Set task
The records that follow are to be repeated without alteration.

--- START Data shown ---

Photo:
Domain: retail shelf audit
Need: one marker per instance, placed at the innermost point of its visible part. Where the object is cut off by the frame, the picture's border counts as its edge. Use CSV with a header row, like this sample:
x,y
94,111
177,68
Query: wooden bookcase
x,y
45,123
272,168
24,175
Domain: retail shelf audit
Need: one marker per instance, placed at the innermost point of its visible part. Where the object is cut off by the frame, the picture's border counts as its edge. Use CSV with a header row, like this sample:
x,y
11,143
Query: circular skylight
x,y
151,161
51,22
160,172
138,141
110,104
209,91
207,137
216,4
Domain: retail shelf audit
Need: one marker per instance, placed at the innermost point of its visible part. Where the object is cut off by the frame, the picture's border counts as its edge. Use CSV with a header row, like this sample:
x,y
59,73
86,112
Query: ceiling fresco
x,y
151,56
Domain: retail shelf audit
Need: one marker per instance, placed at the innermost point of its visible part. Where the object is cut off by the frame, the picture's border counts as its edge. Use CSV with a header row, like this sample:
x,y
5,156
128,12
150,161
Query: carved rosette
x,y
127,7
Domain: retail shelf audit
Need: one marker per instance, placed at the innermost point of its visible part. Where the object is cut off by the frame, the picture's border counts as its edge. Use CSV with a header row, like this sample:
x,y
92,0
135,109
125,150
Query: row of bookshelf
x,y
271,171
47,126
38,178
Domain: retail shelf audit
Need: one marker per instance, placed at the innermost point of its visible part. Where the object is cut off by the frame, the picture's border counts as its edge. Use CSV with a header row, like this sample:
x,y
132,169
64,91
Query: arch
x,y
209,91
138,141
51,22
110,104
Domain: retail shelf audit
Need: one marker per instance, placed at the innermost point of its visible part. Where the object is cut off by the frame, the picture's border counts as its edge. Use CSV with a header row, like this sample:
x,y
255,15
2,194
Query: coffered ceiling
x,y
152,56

--- END Data shown ---

Exercise solution
Photo:
Domain: retail shelf audit
Need: one marker per instance, placed at the innermost point of its visible part. Where the object is cut off by the frame, the picture's border counts as its edge. Use CSV with a header row, like this sample:
x,y
94,111
177,68
Query: wooden bookcase
x,y
45,123
272,168
24,175
Domain: retail shelf audit
Need: one marker per instance, placed at the innermost point of its visible part. Where the object is cut off by the frame, the picture's border counts as its edge. Use CSV with a header row, like this sample:
x,y
11,143
Query: circular skylight
x,y
151,161
51,22
160,172
138,141
110,104
209,91
207,137
216,4
Domain: retail shelf audit
Need: one marker per instance, placed at the innermost point of its visible part. Where the object is cut off by the frame, the picture's border counts as its edge. Use CSV with a header row, like this sample:
x,y
59,73
86,112
Query: ceiling fresco
x,y
151,56
Domain: retail shelf audit
Need: one marker per instance, placed at the innermost point of its visible part. Where the object is cut off by the frame, the picture's border counts as its edge. Use CSV with a header row, like this sample:
x,y
5,156
128,12
150,161
Query: carved rosette
x,y
127,7
Domain: retail shelf audit
Need: one marker per instance, placed at the innermost point of its visible part. Where the object is cut off by the frame, the picture's border counts as its edge. Use CSV with a header row, like this sample:
x,y
92,0
135,109
125,150
Query: row of bookshelf
x,y
271,171
47,126
38,178
Domain: retail shelf audit
Need: one marker per instance, placed at the innermost point of its visible part. Where the object is cut off by the frame, the picture's border counts as its edge. Use CSV with a header row, like this sample:
x,y
132,169
64,91
Query: arch
x,y
209,91
138,141
51,22
110,104
Domain: retail shelf audit
Need: one marker per instance, placed at the innermost point of its visible part. Where the object is cut off by the frame, the picture's border counts as its edge. Use CSV with a header row, like this sample:
x,y
255,15
2,194
Query: coffered ceiling
x,y
152,56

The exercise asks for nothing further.